- Task prompt -
Copy all of the data below verbatim, line for line, without changing anything.

-*-*-

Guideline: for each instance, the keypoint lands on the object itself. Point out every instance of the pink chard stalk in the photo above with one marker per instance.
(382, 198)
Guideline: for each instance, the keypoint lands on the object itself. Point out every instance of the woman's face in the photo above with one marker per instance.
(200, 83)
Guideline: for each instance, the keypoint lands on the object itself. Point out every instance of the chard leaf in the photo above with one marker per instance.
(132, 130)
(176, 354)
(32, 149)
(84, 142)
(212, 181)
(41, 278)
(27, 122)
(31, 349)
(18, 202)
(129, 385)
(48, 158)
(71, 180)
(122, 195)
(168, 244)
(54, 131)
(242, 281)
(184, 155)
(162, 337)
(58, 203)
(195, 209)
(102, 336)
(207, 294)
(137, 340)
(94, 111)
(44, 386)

-*-*-

- Output -
Guideline: for each instance, the keypoint lands on the object itself. Point out every instance of the pink chard stalk in the photo above with one marker per instance.
(382, 198)
Guideline: for each instance, the keypoint lands on the object itself. Point out every instance of the woman's face in the photo above with one marker per instance.
(200, 83)
Guideline: for each instance, the keypoint lands on the object itself. Point out every instance of the chard leaf in the photo above with one marker per instance.
(132, 130)
(176, 354)
(32, 149)
(84, 142)
(212, 181)
(41, 278)
(27, 122)
(31, 349)
(18, 202)
(129, 385)
(48, 158)
(71, 180)
(122, 195)
(168, 244)
(54, 131)
(242, 281)
(184, 155)
(162, 337)
(58, 203)
(195, 209)
(102, 336)
(207, 294)
(137, 340)
(94, 111)
(44, 386)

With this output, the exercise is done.